Recorded data

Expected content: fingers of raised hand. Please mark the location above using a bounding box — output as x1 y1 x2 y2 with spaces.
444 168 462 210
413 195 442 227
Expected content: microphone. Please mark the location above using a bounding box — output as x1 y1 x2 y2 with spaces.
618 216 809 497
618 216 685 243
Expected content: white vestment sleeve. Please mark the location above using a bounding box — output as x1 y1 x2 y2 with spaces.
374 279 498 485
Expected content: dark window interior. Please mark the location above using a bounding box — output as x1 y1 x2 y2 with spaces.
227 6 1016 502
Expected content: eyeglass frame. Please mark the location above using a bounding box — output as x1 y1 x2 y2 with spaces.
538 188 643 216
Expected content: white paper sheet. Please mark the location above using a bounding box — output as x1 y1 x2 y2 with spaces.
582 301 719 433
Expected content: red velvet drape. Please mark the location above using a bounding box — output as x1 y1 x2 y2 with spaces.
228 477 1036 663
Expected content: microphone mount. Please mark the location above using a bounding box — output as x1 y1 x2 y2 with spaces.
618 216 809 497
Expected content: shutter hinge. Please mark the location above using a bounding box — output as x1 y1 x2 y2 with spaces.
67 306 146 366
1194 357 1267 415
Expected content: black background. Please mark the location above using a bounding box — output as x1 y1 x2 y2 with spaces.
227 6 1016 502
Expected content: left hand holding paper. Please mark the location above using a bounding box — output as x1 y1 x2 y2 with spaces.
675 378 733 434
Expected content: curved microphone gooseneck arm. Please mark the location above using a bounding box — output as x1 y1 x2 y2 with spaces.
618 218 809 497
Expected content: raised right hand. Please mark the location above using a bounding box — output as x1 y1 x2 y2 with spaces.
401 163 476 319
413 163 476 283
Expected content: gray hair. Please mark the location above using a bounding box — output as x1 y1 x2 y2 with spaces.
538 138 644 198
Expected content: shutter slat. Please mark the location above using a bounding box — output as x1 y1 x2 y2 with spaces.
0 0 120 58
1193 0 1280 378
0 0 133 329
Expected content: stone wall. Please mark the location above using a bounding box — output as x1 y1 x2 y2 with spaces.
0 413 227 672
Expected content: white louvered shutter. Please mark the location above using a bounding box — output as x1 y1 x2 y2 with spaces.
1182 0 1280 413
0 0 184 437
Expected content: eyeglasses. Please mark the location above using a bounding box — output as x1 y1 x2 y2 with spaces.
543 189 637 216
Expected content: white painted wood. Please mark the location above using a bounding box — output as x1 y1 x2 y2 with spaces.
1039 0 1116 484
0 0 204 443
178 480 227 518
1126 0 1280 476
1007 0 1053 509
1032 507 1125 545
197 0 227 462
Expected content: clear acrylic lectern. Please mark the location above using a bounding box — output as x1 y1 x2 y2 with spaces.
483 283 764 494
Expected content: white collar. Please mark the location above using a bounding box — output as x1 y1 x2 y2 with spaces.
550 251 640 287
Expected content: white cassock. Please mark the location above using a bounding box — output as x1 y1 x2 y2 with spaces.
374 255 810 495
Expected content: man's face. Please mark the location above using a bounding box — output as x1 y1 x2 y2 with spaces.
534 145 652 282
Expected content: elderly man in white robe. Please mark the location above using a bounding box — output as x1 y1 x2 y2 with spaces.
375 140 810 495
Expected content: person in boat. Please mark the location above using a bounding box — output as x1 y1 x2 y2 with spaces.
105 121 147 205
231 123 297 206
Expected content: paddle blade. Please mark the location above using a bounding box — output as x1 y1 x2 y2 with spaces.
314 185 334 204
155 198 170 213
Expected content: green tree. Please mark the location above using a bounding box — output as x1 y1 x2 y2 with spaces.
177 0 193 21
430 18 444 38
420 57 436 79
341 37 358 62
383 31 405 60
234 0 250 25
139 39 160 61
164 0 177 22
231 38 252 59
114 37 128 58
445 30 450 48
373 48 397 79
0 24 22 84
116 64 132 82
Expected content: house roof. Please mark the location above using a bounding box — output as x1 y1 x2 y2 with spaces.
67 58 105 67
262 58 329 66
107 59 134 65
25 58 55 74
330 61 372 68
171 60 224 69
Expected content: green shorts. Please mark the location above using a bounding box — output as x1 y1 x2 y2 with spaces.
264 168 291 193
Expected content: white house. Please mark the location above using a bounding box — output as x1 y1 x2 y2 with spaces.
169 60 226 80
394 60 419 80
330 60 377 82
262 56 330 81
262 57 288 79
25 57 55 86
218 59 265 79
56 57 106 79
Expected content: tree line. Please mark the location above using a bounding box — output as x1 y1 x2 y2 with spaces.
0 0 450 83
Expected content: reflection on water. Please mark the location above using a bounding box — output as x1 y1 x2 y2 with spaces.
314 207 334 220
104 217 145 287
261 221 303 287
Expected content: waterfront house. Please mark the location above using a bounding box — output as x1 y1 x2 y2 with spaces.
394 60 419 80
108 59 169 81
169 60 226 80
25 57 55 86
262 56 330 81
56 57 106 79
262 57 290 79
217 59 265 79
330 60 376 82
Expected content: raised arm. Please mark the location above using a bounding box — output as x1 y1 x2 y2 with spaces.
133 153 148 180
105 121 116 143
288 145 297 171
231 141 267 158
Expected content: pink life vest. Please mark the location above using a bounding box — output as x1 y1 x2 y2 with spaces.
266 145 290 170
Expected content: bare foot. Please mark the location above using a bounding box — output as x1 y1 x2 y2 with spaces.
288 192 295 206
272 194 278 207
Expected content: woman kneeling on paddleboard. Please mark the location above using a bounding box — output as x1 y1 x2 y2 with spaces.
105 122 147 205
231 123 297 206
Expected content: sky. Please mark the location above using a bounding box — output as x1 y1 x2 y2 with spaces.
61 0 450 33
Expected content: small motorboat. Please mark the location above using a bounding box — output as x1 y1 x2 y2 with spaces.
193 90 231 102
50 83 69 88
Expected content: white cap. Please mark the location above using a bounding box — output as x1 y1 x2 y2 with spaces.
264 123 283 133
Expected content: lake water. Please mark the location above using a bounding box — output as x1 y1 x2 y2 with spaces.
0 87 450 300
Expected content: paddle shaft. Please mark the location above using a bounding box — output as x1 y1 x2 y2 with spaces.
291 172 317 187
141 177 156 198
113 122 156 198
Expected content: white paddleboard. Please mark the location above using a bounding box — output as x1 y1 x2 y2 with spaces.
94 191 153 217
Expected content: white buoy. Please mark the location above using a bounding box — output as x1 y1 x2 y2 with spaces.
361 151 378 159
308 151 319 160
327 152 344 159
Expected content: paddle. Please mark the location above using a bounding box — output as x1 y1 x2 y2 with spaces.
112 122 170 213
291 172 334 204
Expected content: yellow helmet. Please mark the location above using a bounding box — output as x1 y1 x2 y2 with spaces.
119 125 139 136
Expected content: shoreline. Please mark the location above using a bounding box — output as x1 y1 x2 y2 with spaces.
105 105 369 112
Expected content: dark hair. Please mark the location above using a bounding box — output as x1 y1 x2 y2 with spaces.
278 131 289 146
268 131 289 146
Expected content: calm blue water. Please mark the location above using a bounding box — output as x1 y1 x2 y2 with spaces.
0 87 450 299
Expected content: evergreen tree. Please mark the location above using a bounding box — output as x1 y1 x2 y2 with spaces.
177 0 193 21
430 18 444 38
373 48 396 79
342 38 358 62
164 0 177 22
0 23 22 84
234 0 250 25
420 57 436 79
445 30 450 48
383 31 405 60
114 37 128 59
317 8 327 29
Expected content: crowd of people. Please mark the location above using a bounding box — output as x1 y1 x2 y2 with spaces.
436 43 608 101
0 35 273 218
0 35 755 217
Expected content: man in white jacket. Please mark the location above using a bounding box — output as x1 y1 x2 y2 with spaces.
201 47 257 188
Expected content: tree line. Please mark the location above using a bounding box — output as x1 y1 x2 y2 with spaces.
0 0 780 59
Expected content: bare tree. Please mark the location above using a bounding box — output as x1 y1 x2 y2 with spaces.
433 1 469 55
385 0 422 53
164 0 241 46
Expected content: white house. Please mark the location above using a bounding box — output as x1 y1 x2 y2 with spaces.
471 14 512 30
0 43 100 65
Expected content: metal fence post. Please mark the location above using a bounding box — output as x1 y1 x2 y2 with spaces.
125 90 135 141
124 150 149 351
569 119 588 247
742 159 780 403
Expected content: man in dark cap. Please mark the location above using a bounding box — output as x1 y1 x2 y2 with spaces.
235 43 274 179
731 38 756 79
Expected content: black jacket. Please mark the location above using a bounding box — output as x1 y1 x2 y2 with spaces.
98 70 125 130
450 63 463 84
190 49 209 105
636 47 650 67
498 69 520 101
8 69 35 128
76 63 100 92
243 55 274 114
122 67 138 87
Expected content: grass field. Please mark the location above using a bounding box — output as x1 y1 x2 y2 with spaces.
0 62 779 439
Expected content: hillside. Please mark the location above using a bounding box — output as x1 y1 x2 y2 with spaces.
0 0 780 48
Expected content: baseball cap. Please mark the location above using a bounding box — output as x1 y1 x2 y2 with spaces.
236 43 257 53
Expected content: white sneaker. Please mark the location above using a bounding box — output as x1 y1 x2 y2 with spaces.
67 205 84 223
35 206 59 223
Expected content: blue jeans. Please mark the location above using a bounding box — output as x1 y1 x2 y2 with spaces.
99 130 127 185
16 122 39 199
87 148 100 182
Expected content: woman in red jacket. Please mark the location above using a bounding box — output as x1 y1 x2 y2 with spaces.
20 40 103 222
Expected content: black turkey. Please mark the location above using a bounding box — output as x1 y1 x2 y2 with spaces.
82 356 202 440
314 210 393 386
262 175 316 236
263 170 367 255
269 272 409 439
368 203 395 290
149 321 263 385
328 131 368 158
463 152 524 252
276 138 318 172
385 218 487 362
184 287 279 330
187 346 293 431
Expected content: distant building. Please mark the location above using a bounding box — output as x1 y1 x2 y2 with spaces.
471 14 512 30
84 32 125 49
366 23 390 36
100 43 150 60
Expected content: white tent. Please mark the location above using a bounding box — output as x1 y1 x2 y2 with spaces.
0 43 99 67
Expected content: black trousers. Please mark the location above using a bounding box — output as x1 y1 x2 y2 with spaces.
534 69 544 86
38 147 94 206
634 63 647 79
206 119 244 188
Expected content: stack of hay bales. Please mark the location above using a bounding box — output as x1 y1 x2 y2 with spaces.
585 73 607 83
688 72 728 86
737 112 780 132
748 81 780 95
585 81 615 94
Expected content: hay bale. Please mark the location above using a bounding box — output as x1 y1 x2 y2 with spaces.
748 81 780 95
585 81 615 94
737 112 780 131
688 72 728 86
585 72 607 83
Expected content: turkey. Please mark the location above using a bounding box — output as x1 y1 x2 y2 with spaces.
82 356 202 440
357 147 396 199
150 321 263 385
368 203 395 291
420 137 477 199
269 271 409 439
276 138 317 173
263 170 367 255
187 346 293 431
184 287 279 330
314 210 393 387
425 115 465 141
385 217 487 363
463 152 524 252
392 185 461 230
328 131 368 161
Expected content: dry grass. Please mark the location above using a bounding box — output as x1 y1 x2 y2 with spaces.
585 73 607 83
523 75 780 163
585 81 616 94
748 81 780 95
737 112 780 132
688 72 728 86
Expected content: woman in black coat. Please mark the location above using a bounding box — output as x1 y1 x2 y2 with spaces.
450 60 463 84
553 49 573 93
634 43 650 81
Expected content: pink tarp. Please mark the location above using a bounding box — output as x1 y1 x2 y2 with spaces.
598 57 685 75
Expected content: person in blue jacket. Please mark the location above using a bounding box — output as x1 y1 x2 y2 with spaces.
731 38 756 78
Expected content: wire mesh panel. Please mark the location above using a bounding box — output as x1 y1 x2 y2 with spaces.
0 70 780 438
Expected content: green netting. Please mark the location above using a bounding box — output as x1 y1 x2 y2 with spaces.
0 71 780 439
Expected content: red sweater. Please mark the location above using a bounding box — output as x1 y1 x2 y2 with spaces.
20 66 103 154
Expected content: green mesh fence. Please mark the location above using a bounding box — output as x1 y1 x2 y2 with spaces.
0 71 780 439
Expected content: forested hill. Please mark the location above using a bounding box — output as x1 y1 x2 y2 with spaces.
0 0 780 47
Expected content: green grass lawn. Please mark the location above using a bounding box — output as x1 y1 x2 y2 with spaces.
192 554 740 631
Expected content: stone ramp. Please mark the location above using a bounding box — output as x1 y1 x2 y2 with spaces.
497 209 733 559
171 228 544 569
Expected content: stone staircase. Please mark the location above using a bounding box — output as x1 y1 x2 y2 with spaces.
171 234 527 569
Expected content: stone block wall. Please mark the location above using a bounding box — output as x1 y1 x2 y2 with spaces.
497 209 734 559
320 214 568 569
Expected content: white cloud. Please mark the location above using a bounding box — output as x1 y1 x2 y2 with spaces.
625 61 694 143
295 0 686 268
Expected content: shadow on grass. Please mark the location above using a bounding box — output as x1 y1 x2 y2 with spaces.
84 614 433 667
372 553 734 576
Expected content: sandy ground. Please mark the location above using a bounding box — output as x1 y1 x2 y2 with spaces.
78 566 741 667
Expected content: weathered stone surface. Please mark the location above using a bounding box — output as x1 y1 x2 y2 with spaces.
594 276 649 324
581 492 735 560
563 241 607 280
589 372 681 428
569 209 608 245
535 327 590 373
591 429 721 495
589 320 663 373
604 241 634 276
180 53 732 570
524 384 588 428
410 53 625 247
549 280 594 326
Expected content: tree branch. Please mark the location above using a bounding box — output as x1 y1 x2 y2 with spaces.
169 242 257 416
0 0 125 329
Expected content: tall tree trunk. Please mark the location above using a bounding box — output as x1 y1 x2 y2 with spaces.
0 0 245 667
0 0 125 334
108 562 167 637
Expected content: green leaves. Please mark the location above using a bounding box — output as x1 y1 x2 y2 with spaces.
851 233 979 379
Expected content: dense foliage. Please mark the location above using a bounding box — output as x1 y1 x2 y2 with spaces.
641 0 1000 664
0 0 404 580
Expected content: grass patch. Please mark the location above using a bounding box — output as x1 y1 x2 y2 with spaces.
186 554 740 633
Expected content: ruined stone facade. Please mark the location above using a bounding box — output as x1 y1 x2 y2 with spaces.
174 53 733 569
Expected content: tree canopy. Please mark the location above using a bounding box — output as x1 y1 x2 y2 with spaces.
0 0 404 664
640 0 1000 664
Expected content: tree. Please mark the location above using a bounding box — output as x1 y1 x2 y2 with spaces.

TO BE DONE — Extract everything in the listing from the line containing "Expected content: forested" down to the line containing "171 234 527 569", both included, and reproduce those lines without change.

ANSWER IN FULL —
Expected content: forested hill. Please mark the location above using a bounding box — output as x1 y1 x2 y2 with spaces.
0 0 780 47
Expected content: green grass lawn. Please mark the location above using a bounding box — output as x1 y1 x2 y2 with spaces.
192 554 740 631
Expected content: stone ramp. Please mark the location above using a bounding box — output as x1 y1 x2 y2 with spaces.
497 209 733 559
171 228 544 569
Expected content: stone staircase. Please mark the location above using a bounding box — output as x1 y1 x2 y2 with spaces.
171 234 527 569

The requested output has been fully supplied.